+++ READING TEXT +++

The disease is called phenylketonuria because one of the dominant metabolites contains a ketone group; this is phenylpyruvate, an alpha-keto acid.
A secondary cause of lack of PAH activity is a defect in the generation of adequate amounts of the cofactor tetrahydrobiopterin (BH4). Defects in biopterin metabolism account for 1% - 3% of all cases of hyperphenylalaninemia.
When the main route
of degradation of Phe is blocked, then serum concentrations of Phe and its metabolites
will rise. Three forms of hyperphenylalaninemia (HPA) can be distinguished,
based on serum concentrations of phenylalanine: benign, variant,
and classic.
| Compound
Concentration |
Normal | Benign HPA | Variant HPA | Classic
HPA / Classic PKU |
| Phenylalanine | approx. 1 mg/dL
(0.061 mM) |
4-10 mg/dL
(0.242-0.605 mM) |
10-20 mg/dL
(0.605-1.21 mM) | above 20 mg/dL
(above 1.21 mM) |
Under conditions of hyperphenylalaninemia a minor route of Phe metabolism becomes important. The minor route for degradation of Phe starts with the transamination of Phe to phenylpyruvate:
This transamination reaction is a standard one in the metabolism of amino acids. Note the role of alpha-ketoglutarate as the acceptor of the amino group from Phe, with consequent formation of glutamate.
The phenylpyruvate is further metabolized. Decarboxylation of phenylpyruvate gives phenylacetate, while a reduction reaction gives phenyllactate. The phenylacetate can be further conjugated with glutamine to give phenylacetyl glutamine. All of these metabolites can be detected in serum and urine by suitable clinical tests.
Defects in the regeneration of the cofactor tetrahydobiopterin (BH4) account for a small fraction of PKU cases. Such cases are sometimes identified as "malignant" PKU, because of the progressive deterioration in neurological function which cannot be alleviated by simple dietary restriction in phenylalanine intake. These cases may be distinguished from the classical form of PKU which is due to a defect in the enzyme phenylalanine hydroxylase (PAH). There are several possible causes of a defect in biopterin metabolism, and the consequences of such a defect can be profound, extending beyond phenylketonuria to defects in neurotransmission.
Regeneration of tetrahydrobiopterin (BH4)
In the course of
oxidizing phenylalanine to tyrosine, the enzyme PAH also oxidizes BH4
to BH2 (dihydrobiopterin). The necessary BH4
must then be regenerated by the action of a separate enzyme, dihydropteridine
reductase (DHPR).
Defects in these enzymes result in many of the same symptoms as are seen in "classical" PKU (due to defective PAH). However, these account for only a small fraction of all patients with hyperphenylalaninemia.
Deficiencies in biopterin metabolism can be distinguished from the classical PKU disease by the profile of various pterins in serum, urine, and cerebrospinal fluid.
High levels
of phenylalanine can cause inhibition of the decarboxylation of 5-hydroxytryptophan,
so that little or no serotonin is formed.
Phenylalanine can also inhibit the enzyme tyrosinase. Tyrosinase converts
tyrosine into 3,4-dihydroxyphenylalanine (DOPA) through an oxidation reaction.
DOPA can then be used for catecholamine biosynthesis, or in a separate set of reactions it goes on to form the pigment melanin. The blockage in melanin biosynthesis by the high levels of Phe is responsible for the fair complexions of patients with PKU.
Phe can also inhibit glutamate decarboxylase, resulting in lower GABA levels in the brain and thus interfering with neurologic function on a level apart from defective catecholamine metabolism.

+++ RECORD EXTRACTS +++

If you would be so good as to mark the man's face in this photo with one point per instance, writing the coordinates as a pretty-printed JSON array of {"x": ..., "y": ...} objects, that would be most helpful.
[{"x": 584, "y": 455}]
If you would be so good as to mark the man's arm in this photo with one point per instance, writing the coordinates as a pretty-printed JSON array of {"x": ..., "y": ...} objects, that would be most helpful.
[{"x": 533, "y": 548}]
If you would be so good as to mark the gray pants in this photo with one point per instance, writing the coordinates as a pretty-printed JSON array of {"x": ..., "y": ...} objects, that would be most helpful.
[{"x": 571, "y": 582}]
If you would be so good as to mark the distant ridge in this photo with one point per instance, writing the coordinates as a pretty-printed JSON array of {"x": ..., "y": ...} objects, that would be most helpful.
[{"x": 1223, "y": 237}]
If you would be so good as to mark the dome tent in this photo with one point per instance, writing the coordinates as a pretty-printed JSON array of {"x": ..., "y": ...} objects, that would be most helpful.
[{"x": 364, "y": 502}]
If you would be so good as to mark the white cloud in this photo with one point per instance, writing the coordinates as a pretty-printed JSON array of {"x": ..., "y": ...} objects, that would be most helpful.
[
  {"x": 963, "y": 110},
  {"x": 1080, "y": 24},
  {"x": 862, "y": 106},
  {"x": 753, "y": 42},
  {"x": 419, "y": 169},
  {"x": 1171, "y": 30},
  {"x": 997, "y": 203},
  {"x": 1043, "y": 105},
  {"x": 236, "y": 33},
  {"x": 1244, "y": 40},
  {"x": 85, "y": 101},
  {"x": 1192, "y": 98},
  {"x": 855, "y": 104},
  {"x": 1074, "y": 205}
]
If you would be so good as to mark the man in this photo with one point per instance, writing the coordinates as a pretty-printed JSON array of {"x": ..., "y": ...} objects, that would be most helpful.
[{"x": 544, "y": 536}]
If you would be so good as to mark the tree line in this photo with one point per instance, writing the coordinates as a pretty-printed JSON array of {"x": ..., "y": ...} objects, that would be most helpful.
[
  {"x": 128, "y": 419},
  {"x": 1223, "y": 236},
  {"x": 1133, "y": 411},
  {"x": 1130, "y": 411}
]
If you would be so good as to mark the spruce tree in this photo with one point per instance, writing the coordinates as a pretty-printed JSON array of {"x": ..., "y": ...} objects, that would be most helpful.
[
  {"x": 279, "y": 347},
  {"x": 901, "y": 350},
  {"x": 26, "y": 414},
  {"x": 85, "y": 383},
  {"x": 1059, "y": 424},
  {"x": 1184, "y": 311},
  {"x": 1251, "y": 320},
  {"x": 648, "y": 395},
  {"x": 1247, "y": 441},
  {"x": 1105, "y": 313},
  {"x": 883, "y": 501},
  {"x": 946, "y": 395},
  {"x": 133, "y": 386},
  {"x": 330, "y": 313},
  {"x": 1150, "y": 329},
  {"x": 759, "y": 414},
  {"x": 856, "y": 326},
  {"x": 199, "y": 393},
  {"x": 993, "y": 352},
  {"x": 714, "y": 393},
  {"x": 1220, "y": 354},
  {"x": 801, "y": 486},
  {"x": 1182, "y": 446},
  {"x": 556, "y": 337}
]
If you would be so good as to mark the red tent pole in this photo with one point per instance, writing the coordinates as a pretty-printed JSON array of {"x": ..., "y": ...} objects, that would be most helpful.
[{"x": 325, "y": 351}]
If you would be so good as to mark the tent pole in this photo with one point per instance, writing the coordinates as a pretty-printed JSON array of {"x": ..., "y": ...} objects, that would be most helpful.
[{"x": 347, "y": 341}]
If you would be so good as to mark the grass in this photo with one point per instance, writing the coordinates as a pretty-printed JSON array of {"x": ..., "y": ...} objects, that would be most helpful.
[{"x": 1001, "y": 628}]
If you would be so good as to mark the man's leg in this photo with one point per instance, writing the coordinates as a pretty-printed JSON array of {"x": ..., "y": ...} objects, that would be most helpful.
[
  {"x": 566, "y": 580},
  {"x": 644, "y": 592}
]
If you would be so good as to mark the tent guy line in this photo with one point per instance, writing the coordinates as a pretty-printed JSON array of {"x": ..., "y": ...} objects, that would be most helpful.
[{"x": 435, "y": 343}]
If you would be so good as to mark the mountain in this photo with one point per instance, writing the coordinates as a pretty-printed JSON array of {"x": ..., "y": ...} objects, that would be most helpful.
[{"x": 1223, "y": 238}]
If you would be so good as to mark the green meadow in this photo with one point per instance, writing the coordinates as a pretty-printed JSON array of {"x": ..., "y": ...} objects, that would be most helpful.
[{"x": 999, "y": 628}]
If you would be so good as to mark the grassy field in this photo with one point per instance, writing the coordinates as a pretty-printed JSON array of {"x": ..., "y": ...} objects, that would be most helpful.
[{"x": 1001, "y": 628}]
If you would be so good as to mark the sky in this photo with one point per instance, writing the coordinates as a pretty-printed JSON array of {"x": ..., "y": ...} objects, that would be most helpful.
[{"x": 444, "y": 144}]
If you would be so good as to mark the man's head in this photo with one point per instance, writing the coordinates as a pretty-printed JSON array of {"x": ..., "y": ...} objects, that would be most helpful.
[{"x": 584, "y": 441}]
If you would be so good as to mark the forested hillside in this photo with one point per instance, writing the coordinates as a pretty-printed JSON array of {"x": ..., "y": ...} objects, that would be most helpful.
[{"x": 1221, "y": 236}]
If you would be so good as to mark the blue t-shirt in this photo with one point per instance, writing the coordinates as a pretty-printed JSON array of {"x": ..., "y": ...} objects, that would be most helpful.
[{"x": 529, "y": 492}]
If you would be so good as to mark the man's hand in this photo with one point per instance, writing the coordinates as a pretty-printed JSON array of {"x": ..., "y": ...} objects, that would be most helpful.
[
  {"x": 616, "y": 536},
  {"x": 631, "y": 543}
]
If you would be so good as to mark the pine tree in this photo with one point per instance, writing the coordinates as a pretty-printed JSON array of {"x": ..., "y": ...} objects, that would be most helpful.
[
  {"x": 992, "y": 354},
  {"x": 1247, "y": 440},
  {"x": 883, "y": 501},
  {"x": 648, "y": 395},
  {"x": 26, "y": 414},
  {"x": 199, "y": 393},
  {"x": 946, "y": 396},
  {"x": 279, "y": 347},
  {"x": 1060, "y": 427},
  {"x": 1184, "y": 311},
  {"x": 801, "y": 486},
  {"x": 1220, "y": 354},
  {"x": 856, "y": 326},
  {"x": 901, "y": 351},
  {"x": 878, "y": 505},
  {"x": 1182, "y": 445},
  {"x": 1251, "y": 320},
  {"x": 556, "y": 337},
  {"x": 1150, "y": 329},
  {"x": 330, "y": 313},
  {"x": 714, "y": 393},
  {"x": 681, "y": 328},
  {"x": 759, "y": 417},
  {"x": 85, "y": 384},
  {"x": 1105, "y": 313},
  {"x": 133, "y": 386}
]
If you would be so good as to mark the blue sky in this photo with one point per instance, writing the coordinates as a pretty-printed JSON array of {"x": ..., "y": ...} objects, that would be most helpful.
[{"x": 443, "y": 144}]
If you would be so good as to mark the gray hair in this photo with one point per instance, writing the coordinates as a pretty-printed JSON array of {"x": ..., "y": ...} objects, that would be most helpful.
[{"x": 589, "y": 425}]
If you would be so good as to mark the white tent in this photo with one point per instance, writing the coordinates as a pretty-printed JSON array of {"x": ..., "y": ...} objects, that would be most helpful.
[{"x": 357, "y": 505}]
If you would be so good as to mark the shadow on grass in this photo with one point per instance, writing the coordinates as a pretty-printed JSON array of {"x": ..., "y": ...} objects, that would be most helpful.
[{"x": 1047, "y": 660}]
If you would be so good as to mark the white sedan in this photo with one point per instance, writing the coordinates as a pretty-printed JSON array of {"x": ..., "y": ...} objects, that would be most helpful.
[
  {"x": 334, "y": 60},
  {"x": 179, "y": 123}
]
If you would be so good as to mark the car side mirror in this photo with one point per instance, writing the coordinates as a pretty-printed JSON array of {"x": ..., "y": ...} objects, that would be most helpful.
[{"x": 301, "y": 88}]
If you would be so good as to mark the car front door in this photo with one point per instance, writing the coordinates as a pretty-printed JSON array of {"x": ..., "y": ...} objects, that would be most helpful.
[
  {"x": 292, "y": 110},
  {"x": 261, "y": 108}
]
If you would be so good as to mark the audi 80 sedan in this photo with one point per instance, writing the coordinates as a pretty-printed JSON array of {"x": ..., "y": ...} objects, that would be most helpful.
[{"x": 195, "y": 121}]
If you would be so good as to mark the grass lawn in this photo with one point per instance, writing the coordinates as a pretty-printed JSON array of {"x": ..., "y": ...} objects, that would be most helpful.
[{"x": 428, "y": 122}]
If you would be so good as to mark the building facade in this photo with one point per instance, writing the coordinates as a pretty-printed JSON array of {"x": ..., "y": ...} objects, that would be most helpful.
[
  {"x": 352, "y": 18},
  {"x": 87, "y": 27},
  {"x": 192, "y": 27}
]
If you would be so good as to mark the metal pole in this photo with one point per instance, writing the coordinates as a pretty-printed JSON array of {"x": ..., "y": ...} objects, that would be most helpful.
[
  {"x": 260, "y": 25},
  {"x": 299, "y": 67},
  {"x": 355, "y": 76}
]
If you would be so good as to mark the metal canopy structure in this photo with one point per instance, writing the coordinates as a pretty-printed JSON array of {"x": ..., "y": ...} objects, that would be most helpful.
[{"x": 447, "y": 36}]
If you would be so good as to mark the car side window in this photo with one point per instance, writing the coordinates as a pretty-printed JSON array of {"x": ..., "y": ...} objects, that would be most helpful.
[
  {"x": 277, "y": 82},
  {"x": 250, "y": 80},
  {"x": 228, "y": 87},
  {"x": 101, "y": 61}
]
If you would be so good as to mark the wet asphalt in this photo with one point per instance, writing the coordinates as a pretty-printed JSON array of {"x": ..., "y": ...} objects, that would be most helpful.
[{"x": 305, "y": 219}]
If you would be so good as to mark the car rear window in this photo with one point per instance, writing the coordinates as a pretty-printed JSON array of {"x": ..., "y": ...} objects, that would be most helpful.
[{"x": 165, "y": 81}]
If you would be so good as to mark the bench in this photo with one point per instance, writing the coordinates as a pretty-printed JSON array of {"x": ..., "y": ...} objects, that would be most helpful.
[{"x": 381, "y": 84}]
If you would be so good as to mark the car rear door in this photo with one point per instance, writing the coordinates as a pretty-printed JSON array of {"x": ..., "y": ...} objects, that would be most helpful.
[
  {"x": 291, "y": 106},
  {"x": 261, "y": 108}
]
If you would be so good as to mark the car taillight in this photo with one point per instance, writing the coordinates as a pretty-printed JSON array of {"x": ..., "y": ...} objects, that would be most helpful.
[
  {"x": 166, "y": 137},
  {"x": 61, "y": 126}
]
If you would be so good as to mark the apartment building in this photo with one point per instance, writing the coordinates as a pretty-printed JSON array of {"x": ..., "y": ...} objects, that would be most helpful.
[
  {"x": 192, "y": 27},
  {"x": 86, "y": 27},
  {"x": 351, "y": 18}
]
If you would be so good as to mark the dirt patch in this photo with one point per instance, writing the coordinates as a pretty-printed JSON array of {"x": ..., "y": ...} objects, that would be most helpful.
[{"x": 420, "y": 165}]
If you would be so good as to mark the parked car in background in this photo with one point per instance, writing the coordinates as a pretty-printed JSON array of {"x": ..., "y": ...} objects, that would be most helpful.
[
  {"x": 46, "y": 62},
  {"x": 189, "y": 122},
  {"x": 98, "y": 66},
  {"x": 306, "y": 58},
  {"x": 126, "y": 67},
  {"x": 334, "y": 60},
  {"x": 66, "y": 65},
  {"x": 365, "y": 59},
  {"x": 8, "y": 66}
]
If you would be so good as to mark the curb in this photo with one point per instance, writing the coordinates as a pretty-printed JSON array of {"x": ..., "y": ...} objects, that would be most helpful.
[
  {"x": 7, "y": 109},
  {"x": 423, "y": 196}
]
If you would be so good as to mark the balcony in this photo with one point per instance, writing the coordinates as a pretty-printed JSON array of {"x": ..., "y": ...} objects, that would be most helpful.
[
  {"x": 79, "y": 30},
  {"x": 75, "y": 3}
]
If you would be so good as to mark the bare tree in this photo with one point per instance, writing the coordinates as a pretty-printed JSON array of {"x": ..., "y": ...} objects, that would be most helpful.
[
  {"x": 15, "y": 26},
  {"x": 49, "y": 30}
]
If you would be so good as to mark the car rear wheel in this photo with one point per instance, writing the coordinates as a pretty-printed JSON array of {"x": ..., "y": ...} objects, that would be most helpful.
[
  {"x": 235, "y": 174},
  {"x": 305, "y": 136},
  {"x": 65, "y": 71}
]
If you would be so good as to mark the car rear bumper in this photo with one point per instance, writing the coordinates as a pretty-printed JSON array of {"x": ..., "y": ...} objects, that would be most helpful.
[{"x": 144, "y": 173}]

+++

• _PROBLEM TO WORK ON_: Reproduce verbatim the part of the phenylketonuria text that begins at the words "Defects in these" and stops after "patients with hyperphenylalaninemia.".

• _SOLUTION FOR THIS EXERCISE_:
Defects in these enzymes result in many of the same symptoms as are seen in "classical" PKU (due to defective PAH). However, these account for only a small fraction of all patients with hyperphenylalaninemia.